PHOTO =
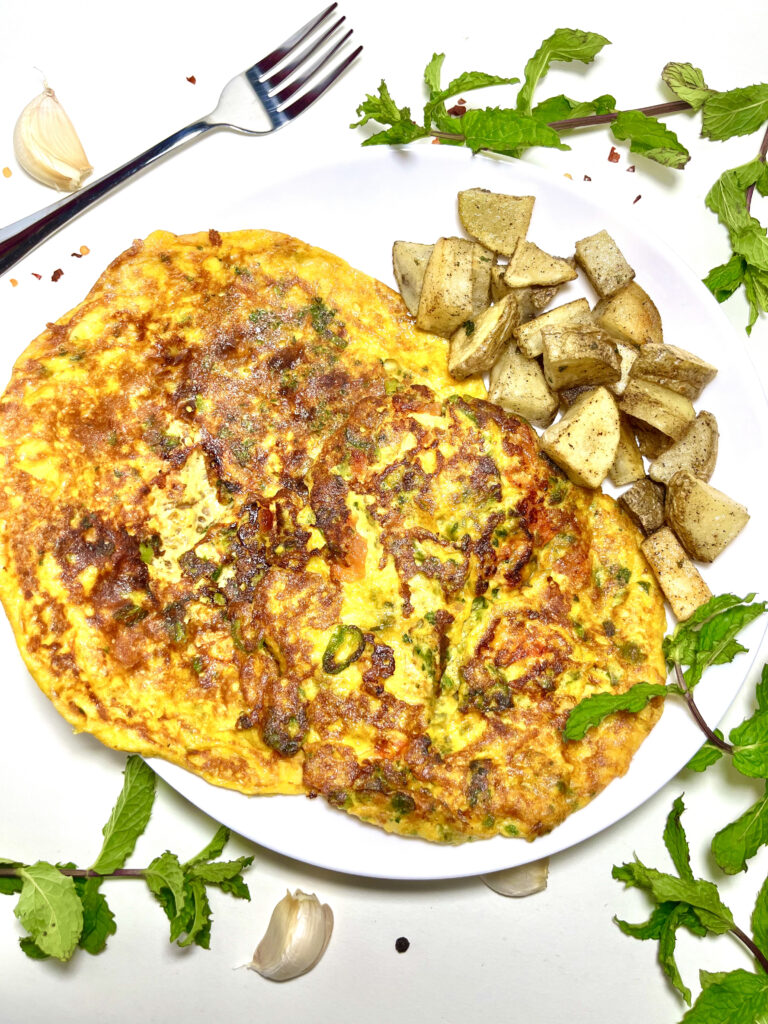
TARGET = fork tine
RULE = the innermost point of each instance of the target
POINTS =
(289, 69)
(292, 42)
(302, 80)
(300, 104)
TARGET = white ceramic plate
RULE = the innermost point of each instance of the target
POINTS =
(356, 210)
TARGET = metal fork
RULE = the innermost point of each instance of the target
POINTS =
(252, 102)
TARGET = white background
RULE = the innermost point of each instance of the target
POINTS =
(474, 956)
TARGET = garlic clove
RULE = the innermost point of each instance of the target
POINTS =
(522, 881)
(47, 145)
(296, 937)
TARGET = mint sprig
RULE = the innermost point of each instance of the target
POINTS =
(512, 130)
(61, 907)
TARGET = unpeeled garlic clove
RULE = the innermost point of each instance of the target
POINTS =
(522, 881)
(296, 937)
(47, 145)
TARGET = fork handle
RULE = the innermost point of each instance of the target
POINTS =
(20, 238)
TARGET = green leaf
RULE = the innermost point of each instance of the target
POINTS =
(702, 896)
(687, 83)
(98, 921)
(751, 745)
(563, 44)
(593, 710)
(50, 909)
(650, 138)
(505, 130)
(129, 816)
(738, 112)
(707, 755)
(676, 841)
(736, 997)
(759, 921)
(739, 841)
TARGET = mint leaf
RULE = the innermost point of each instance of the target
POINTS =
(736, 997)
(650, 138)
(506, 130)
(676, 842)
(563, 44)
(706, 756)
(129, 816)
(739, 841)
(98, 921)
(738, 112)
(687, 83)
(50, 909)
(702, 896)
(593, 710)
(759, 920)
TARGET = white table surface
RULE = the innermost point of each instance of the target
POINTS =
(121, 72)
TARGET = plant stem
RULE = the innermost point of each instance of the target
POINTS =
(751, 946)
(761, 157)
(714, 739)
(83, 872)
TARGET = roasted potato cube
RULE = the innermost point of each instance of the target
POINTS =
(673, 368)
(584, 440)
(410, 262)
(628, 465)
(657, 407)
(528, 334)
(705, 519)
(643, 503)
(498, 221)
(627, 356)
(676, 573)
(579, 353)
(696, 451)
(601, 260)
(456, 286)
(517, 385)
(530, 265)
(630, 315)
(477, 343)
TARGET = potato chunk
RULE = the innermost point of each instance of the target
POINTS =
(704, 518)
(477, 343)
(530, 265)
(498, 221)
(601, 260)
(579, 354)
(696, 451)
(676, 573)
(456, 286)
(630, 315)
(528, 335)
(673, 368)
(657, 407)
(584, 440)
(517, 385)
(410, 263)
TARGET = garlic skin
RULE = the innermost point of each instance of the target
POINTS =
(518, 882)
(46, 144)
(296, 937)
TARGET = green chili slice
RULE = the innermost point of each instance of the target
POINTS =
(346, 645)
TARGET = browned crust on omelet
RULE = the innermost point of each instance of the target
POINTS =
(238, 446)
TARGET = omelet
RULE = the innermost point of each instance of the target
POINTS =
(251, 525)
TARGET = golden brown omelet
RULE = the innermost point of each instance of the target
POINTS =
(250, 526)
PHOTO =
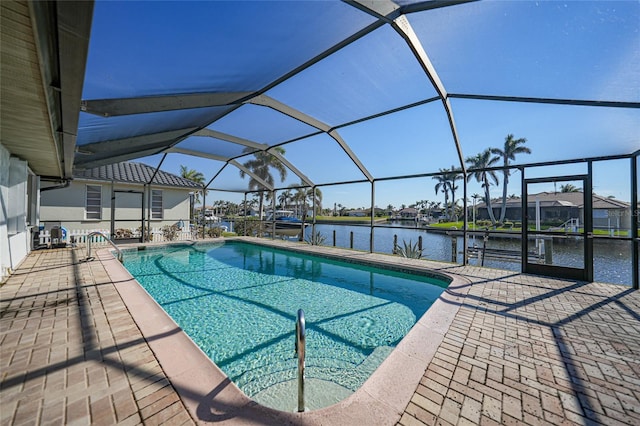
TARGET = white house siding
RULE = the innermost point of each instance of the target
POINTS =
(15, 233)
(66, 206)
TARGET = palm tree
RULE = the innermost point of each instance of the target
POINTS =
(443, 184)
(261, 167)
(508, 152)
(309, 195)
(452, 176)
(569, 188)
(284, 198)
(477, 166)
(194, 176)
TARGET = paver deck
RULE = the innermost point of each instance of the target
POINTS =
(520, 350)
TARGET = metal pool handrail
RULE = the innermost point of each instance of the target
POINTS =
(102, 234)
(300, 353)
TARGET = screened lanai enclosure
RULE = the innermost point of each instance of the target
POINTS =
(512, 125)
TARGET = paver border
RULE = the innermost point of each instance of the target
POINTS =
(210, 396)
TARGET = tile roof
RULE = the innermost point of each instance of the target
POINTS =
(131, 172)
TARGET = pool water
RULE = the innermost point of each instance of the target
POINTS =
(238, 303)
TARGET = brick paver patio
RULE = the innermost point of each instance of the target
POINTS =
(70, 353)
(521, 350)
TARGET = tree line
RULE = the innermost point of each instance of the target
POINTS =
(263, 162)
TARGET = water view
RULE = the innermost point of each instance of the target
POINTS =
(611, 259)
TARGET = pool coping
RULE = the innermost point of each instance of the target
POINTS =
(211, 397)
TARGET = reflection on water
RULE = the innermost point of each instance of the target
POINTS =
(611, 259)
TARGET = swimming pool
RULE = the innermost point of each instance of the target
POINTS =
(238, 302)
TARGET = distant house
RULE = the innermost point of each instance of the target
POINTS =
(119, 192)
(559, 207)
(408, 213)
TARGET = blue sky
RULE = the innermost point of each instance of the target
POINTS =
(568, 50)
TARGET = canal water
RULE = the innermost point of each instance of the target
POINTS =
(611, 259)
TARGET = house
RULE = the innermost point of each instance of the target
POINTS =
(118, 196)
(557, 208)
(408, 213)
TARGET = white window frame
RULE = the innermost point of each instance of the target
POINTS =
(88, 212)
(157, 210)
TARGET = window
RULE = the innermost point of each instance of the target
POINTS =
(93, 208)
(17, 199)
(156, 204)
######
「TARGET = window」を含む行から始めてデータの最後の行まで、両端を含むこの範囲の行だけを、座標以外は変えずにすべて書き出すこと。その際、答えの座標の数値はどれも0.9倍して縮尺を変え、整数に丸めること（0.5は切り上げる）。

— 解答 —
TARGET = window
RULE = the innermost point of each instance of the target
POINTS =
(84, 187)
(15, 179)
(140, 184)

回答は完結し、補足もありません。